Task directions: List all lines of the data containing the word "would".

Information supplied:
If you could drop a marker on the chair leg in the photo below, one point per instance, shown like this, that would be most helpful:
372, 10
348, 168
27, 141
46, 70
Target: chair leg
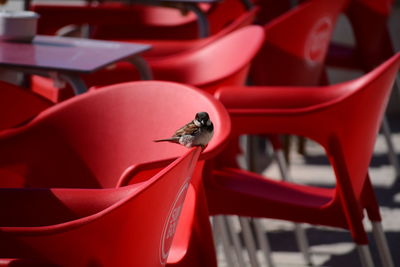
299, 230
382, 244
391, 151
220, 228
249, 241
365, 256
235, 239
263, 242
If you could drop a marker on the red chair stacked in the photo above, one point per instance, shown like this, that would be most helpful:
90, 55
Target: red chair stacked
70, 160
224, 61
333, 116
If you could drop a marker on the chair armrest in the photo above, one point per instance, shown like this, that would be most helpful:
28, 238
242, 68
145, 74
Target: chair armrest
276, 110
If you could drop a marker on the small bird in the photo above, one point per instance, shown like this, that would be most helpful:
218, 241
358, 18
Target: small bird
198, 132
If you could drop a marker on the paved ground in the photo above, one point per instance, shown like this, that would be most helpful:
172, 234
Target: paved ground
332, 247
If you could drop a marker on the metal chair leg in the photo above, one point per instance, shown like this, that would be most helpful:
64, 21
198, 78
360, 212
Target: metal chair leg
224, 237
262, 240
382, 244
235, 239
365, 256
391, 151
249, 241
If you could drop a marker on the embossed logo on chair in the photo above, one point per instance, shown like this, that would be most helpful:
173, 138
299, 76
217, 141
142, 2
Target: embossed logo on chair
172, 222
* * *
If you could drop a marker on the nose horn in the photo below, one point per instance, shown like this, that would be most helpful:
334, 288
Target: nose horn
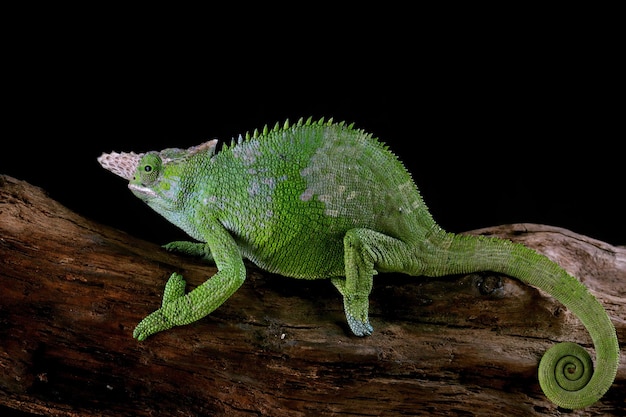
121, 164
...
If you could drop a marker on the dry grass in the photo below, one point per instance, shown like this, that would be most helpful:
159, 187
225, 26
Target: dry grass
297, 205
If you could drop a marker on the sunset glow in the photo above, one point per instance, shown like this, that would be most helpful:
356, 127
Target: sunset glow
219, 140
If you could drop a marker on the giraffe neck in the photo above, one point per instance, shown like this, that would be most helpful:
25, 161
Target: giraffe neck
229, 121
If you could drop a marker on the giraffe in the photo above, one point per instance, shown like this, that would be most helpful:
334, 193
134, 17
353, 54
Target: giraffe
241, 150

Response to this exercise:
If you could drop a marker on the chair leg in the photo below, one point per instance, shown like this, that would be most helpful:
If you could drop a marker on the red chair stacked in the photo above, one point per instance, shown like this, that would be most helpful:
If you could drop a marker on the chair armrest in the photo above, one point per instance, shown like this, that would be most helpful:
If you could drop a marker on the small bird in the photo above, one point per instance, shown like this, that would be most helpful:
If you could drop a marker on the paved ground in the photo above, one point per instance, shown like this, that would be most helpful:
If you could drop a marker on the metal chair leg in the photo above, one point per instance, shown like this, that would be most helpful:
If you could drop a marker on the embossed logo on chair in the photo above, one point per instance, shown like this, that would be most helpful:
If you could drop a marker on the nose horn in the photo below, one point per instance, shown like this, that would be most helpful:
If you could drop a marker on the dry grass in the photo below, one point per instance, shown like this, that would be most helpful:
If you could drop a marker on the sunset glow in the photo above, one point per instance, shown like this, that would be most helpful:
If you could drop a marker on the giraffe neck in the photo above, one point per instance, shown like this, that would be most helpful:
If you could drop a marker on the giraffe in the photo above, one point per instance, shown like this, that would be most helpful:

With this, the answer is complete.